- SHORT TASK -
Which graffiti slogans does the dream account below quote? List every one.

------ EXTRACT PROVIDED ------

I went walking with a shifting-girl, an amalgam of several people I know, trying to explain to her the nature of thought. We wandered through nameless suburban estates full of white houses and walls covered with graffiti - "TEEN BRIDE IM SORRY", "CIRCULAR SELF PORTRAIT IN GREEN", "GOURANGA". I pointed out a tree branch, and said that in the mind, this was an 'image' or 'thing'. The image was made up of 'feelings' - the feeling of the bark, the feeling of the knots and shapes of the branch, its colour and weight - all feelings in the mind. And then I explained that when the branch moves or is seen to act, sprouting leaves, or moving in the wind, the mind tells a story to represent that action and explain it. "The branch is moving in the wind". But the story is false, because in reality the branch itself does not act, and there is no story governing its movement. It isn't even a 'thing'. Thought warps and alters reality by isolating portions of its flow and calling them 'things', and then telling stories to interpret the seeming actions of those things. This is the nature of thought. And it locks us into our already-written destinies, our personal stories, in which we are isolated actors reciting our doomed soliloquies to a presumed audience, poor little branches doomed to wither and fall, unaware of the life we share with the root, the blossom and the bole.

This is what my nemesis was trying to tell me, and I woke up explaining it to the shifting-girl, so that the last words about the branch were spoken into the silence of the bedroom before I even opened my eyes.

>-
 

Forcefield

I was rearranging the furniture in our house and eventually I had moved everything out of the sitting room. It seemed empty and for some reason we thought we might have to move out of there soon. We were renting from a landlord we didn't know very well. When I went looking for the landlord, I stepped out of the door into a totally different place. It was a strange, heavily built-up urban area that looked as if it had been bombed and then left to crumble - there was graffiti all over the walls and only a few of the street lights were working. There were groups of people hanging around everywhere, as if it had turned into some kind of squatters' community since it was destroyed.

I found my landlord outside one of the buildings. He had multiple piercings and short-cropped hair dyed bright red. He was standing talking to a very large woman whose hair was tied into short dark read braids that made her look like a Medusa, who didn't say anything but glared at me, and disappeared into the tenement when I approached to talk to them. The problem, as I now understood it, was that someone else was living in our house, but I was sure I could prove that we were supposed to be there.

------ LISTING ------

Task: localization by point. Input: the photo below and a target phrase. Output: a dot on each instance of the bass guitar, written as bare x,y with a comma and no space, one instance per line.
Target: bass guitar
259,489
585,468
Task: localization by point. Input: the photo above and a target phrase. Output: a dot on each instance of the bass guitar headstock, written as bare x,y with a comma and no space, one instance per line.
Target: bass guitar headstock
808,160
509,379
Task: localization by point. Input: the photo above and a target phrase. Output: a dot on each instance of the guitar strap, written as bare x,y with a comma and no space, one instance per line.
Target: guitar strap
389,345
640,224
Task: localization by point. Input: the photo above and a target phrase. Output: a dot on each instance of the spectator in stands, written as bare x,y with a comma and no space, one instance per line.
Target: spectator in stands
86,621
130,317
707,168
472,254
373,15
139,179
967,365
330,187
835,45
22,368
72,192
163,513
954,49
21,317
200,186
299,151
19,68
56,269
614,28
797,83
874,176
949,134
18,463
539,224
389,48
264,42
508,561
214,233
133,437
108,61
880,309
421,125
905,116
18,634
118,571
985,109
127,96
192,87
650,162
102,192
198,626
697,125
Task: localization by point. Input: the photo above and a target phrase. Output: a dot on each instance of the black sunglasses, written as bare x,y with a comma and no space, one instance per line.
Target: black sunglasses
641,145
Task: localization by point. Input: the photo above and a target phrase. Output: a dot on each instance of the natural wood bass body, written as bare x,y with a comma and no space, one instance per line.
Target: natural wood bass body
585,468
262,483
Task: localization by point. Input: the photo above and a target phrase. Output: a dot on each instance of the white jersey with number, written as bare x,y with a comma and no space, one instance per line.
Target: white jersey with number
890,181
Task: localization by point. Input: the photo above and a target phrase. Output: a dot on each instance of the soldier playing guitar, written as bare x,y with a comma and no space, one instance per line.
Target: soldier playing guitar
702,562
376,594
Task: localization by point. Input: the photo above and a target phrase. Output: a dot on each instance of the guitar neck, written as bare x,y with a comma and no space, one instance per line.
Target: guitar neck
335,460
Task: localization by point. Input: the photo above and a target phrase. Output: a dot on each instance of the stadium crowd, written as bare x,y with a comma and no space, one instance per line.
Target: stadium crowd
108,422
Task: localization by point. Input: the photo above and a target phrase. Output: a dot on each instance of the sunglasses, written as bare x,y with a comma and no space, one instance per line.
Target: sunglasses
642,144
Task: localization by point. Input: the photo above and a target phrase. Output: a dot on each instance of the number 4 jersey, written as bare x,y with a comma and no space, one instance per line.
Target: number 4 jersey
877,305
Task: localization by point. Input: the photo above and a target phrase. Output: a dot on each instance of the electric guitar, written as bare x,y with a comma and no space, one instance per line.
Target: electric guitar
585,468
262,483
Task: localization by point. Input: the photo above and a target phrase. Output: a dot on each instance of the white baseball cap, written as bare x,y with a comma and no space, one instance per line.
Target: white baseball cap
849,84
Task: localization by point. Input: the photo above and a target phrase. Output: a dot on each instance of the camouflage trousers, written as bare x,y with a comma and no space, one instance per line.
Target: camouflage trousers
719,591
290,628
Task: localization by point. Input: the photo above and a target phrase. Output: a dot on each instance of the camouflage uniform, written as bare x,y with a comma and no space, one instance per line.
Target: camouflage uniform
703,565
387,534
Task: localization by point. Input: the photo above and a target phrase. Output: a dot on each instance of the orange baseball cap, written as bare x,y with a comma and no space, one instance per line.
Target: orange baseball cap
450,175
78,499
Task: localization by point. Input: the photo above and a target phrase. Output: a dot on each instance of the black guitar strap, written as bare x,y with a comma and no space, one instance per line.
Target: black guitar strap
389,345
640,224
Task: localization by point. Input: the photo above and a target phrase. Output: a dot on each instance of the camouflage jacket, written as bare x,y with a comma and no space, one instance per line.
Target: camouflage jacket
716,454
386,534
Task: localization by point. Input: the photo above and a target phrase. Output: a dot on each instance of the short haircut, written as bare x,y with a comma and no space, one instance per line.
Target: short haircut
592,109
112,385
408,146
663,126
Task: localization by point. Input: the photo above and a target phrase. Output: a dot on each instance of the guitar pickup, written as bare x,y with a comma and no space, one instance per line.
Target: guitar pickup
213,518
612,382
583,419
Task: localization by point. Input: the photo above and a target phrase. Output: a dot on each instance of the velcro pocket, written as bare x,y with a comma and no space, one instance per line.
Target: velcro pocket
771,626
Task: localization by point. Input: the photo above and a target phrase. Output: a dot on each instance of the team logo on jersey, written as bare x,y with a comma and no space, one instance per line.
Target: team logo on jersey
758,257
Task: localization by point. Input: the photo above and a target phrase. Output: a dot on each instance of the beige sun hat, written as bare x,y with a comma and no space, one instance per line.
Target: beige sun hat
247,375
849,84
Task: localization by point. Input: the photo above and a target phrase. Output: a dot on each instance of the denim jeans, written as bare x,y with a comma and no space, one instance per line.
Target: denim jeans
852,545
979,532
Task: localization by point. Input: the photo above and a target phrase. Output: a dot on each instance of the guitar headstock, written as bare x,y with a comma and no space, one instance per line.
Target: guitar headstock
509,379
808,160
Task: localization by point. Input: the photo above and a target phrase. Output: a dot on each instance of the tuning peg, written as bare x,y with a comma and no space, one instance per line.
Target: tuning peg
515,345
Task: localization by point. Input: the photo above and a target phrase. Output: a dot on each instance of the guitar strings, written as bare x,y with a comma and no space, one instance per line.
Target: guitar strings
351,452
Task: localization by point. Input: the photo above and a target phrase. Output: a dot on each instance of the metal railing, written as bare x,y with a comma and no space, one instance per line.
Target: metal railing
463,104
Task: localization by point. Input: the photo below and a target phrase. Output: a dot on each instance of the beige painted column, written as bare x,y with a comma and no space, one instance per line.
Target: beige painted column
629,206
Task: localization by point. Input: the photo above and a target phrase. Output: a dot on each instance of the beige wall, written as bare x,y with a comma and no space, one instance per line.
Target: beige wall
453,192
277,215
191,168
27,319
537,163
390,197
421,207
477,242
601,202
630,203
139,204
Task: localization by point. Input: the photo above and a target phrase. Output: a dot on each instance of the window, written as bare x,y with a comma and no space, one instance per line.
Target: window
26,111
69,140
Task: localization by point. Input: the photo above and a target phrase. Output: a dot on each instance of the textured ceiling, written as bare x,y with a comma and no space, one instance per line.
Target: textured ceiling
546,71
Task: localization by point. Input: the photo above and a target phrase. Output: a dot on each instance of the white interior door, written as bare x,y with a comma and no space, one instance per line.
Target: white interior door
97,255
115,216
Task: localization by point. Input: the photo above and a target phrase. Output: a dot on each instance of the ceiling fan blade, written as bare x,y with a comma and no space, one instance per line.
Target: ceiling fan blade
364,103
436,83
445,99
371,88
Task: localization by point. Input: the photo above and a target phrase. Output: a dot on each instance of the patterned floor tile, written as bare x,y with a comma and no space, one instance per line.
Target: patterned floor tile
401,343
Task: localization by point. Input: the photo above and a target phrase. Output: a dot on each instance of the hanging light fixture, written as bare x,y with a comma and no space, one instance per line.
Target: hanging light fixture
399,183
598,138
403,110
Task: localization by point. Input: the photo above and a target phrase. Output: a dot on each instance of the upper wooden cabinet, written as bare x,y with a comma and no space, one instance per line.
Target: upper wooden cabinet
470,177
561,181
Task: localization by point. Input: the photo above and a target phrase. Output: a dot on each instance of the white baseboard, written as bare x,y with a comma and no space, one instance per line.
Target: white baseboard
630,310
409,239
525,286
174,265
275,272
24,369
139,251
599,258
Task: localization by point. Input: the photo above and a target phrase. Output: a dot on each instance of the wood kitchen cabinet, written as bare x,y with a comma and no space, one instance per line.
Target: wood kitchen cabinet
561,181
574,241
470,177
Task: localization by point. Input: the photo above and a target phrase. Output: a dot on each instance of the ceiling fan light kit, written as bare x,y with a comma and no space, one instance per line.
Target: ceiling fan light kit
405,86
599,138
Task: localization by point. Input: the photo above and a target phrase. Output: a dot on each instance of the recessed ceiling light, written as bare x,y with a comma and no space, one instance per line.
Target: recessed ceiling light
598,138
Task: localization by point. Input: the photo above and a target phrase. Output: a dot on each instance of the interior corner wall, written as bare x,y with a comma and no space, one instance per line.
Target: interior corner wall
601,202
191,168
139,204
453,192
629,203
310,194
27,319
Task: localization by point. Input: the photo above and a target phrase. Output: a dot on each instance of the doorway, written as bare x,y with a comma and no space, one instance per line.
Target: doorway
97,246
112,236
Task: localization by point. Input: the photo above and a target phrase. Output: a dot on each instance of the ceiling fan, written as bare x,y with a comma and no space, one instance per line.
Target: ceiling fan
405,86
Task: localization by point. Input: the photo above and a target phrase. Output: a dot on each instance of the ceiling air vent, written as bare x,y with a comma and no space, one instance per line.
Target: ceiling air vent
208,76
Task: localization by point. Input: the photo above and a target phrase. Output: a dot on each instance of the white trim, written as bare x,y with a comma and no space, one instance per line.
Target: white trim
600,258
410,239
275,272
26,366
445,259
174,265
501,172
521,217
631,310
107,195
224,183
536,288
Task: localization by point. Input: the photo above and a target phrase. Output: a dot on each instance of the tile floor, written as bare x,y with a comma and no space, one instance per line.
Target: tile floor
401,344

------

- EXPECTED ANSWER -
- "TEEN BRIDE IM SORRY"
- "CIRCULAR SELF PORTRAIT IN GREEN"
- "GOURANGA"